**SHORT PROBLEM**
Print the lines of the entries below exactly as they appear, starting with the line containing "Placement rule: one point per instance of the bird's tail" and going on through the line containing "column 949, row 77", both included. Leave out the pictures.

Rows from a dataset
──────────────────────────────

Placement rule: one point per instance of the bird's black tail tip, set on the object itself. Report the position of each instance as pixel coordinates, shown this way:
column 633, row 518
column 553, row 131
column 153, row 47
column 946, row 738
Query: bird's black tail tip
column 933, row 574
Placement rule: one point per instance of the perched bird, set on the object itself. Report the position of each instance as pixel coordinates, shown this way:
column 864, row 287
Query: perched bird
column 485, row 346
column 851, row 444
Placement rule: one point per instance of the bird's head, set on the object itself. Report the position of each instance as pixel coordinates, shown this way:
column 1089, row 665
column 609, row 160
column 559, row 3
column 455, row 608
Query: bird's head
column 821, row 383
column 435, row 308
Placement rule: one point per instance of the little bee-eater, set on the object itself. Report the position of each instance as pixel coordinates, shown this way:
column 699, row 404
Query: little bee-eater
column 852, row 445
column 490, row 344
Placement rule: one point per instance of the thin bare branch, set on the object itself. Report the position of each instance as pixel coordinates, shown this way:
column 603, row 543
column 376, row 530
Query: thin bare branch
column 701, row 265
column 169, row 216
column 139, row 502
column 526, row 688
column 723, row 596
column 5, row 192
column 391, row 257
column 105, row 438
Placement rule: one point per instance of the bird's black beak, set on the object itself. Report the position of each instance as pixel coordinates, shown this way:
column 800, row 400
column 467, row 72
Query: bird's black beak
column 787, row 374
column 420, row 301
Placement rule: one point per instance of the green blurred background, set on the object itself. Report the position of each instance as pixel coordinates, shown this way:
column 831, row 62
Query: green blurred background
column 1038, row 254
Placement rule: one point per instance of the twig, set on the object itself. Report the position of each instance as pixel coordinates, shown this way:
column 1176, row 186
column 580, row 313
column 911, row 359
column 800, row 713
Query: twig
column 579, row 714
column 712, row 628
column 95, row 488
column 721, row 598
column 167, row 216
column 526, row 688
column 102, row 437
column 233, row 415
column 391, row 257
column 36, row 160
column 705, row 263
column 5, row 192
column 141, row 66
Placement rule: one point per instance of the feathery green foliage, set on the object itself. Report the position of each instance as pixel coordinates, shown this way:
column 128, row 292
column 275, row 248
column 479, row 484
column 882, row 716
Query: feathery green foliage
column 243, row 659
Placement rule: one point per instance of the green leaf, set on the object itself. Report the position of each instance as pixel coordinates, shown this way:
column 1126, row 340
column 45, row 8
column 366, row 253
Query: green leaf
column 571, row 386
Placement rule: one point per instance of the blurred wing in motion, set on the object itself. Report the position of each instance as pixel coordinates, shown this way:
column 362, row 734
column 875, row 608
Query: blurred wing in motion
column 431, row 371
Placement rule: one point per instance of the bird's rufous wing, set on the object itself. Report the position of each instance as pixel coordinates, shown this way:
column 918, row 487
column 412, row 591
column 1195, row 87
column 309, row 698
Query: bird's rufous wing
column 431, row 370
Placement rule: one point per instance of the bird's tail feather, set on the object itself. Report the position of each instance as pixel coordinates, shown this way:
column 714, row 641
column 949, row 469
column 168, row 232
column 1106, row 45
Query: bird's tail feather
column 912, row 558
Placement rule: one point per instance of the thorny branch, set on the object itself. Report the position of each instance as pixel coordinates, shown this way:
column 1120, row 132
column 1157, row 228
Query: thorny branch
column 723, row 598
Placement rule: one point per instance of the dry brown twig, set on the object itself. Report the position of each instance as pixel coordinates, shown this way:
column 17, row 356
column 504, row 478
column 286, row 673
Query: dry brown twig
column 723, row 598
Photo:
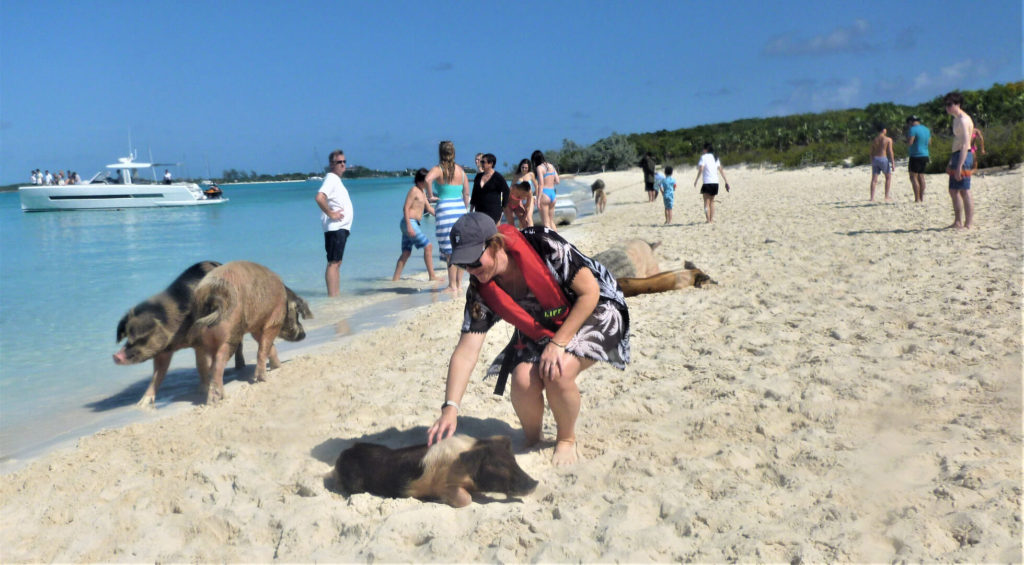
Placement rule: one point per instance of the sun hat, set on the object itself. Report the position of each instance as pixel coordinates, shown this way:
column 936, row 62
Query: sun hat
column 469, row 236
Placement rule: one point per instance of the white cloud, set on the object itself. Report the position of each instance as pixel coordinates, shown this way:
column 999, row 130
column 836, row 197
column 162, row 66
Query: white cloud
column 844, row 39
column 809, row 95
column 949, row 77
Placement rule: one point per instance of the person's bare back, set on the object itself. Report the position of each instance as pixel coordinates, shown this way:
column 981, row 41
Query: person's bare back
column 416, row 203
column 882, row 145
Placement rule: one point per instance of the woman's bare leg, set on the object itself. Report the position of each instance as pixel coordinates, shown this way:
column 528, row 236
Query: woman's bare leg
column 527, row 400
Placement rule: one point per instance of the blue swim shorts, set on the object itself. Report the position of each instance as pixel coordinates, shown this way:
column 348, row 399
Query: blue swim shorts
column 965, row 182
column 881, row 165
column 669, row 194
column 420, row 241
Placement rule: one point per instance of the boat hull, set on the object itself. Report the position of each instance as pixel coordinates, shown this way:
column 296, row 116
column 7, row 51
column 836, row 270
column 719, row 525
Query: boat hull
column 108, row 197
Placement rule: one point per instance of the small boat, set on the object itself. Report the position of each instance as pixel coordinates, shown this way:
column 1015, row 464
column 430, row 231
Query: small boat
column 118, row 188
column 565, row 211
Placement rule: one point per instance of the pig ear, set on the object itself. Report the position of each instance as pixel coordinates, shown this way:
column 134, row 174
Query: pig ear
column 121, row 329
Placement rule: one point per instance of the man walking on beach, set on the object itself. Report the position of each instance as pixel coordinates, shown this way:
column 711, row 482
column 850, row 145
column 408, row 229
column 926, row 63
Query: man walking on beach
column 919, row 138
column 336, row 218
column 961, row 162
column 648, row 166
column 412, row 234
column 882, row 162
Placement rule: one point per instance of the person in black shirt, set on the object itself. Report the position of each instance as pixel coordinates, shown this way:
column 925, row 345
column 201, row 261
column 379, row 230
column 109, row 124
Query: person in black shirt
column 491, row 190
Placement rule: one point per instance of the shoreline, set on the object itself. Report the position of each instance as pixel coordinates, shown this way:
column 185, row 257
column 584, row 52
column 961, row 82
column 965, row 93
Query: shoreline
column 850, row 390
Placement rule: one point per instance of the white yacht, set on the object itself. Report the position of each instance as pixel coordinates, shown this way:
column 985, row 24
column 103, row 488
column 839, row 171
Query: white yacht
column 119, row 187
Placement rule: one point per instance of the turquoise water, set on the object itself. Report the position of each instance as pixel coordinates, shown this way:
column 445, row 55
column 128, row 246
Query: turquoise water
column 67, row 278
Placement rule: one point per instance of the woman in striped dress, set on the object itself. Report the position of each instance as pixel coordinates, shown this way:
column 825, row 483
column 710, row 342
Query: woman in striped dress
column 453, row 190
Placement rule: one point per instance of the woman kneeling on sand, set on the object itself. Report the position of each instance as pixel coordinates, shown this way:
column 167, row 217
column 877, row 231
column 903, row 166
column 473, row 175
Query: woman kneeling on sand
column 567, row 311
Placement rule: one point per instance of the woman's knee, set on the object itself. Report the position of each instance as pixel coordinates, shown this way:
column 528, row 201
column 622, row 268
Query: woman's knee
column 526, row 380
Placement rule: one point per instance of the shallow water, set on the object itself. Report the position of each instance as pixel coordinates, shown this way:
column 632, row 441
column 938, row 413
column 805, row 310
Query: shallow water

──────────────────────────────

**RESPONSE TO THIS TASK**
Placement rule: one point per instance of the bird's tail feather, set on the object itself. Report the position of each instance as pixel coordinates, shown this way:
column 714, row 641
column 949, row 469
column 168, row 232
column 1106, row 45
Query: bird's tail feather
column 912, row 558
Placement rule: one point per instance of the thorny branch, set on the object itself. Report the position of each instance as pixel coordinates, shown this way:
column 1120, row 132
column 1157, row 228
Query: thorny branch
column 723, row 598
Placement rule: one point per instance of the dry brown twig, set on the object itself. Report the position of each instance as pixel coordinates, shown this way:
column 17, row 356
column 504, row 478
column 286, row 673
Query: dry brown twig
column 723, row 598
Photo:
Placement rule: one point per instance of the sun hat, set on the object itself. Report the position of each instance as pixel coordinates, shown this way:
column 936, row 62
Query: sun hat
column 469, row 236
Placement rule: one point per instance of the white cloud, set on the object itself. Report the position of each instance as pixel coordinates, shown this way:
column 999, row 130
column 836, row 197
column 162, row 66
Query: white cloud
column 844, row 39
column 809, row 95
column 949, row 77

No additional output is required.